● **Recorded information**
----------------

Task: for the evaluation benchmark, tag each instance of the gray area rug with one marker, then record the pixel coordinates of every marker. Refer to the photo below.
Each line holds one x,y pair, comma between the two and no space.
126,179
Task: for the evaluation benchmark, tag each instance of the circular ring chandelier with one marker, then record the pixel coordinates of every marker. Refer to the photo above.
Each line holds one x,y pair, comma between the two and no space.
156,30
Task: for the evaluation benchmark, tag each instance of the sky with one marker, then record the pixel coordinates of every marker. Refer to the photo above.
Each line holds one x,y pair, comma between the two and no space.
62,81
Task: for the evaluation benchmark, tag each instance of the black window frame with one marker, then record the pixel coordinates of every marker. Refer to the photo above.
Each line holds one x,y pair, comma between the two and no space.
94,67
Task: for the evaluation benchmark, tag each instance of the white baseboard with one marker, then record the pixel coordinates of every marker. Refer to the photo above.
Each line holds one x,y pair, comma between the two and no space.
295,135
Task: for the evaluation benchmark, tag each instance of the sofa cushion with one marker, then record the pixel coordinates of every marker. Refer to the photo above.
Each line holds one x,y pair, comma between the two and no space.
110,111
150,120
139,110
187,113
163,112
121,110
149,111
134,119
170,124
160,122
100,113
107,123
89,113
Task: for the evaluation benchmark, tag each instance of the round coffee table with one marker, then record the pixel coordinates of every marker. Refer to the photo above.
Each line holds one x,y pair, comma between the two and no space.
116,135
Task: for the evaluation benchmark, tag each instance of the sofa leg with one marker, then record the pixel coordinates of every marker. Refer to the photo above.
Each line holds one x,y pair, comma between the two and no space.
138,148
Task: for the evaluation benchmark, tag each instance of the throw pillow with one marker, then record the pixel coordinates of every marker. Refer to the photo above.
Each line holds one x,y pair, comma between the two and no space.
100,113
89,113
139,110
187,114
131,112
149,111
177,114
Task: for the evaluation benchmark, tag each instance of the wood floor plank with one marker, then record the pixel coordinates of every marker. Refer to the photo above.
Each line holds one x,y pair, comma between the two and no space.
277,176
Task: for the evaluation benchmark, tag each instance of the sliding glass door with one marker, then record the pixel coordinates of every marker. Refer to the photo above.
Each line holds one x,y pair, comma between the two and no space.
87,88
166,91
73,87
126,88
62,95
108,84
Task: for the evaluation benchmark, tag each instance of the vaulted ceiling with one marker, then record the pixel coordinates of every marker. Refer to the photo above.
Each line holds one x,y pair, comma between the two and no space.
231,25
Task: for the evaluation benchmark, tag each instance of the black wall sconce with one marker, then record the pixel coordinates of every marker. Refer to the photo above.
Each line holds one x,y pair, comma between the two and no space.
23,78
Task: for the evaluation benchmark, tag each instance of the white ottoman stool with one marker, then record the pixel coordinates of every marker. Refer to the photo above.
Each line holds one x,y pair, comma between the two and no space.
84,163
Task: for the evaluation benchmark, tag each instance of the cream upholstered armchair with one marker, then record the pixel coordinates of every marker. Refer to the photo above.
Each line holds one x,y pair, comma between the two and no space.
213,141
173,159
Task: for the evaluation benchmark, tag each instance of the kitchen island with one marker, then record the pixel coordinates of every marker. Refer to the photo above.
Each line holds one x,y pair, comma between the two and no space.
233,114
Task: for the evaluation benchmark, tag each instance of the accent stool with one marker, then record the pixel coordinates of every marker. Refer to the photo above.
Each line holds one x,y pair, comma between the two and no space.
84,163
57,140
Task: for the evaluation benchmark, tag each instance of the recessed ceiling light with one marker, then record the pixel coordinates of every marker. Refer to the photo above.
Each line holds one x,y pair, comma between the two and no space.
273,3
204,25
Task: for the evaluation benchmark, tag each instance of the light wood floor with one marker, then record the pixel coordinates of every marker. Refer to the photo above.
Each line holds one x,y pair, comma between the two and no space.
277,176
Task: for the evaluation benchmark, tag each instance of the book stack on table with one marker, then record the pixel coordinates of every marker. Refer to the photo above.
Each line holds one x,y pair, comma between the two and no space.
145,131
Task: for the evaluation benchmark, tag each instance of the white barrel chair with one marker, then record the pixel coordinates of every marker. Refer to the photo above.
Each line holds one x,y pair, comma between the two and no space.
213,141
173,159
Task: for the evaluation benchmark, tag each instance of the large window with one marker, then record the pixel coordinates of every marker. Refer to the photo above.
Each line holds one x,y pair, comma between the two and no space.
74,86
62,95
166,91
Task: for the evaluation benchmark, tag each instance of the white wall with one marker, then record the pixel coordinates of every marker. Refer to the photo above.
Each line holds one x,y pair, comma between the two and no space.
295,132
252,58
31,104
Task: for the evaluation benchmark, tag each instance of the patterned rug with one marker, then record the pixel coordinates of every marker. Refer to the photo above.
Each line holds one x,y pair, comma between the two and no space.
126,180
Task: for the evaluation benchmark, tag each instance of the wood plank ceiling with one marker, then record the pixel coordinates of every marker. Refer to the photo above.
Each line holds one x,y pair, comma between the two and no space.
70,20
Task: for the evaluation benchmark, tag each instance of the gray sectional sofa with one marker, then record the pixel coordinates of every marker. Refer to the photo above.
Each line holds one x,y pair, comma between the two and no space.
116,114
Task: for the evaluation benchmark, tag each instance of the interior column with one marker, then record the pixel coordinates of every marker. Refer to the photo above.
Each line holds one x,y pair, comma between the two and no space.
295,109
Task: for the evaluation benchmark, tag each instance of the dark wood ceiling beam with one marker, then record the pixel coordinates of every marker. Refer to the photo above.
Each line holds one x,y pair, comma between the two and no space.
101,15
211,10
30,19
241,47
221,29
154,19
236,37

----------------

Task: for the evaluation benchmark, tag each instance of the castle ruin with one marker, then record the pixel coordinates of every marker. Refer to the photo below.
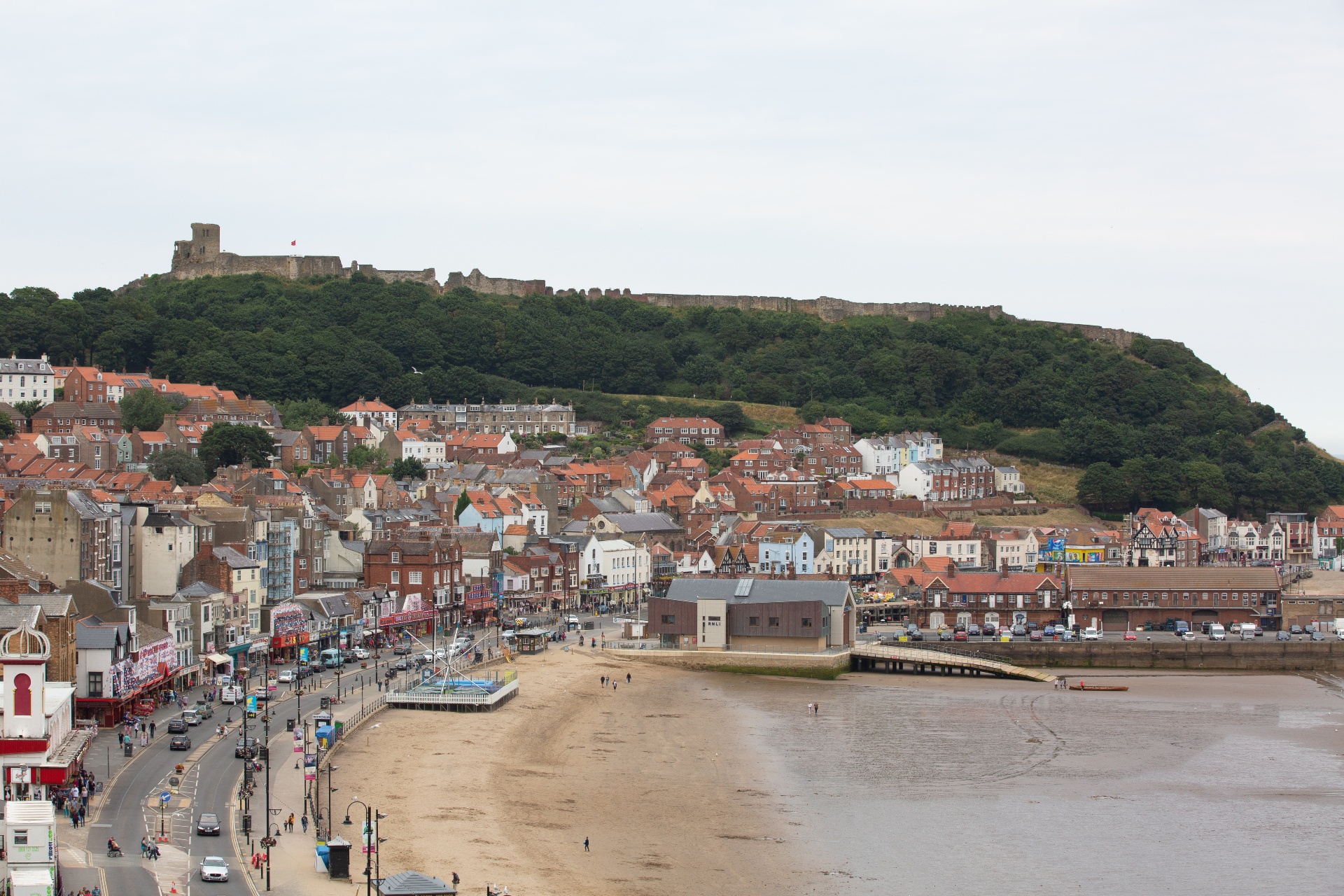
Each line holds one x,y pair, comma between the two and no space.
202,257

----------------

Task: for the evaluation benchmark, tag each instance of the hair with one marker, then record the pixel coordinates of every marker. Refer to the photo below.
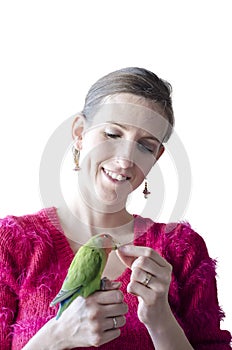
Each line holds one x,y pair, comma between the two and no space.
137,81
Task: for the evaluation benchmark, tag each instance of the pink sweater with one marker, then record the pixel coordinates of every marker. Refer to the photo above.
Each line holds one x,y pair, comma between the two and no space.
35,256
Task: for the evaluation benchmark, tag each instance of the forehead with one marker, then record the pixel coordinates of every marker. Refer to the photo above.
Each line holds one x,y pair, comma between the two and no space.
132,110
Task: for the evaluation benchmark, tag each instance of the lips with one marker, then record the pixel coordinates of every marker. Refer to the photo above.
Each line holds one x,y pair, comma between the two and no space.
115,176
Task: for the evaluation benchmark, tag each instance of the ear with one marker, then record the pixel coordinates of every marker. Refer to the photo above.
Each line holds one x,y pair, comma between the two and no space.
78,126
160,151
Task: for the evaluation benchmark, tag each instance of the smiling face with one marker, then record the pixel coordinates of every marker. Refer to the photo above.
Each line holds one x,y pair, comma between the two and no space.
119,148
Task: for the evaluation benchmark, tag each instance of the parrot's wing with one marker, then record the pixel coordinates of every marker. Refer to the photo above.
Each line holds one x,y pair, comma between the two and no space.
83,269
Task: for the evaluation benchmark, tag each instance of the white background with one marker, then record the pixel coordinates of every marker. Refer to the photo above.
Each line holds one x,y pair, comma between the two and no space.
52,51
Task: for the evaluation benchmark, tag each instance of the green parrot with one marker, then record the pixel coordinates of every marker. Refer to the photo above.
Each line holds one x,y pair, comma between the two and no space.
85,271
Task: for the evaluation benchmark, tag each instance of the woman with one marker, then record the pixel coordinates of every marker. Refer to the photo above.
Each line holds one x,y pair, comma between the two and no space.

----------------

From the items above, extract every line that contains the word "smiling", and reproduce each such line in full.

Task: for the evaluation benchmark, tag each instance of the smiling face with one marker, then record the pixel coordinates of every marker. Refer to the photo above.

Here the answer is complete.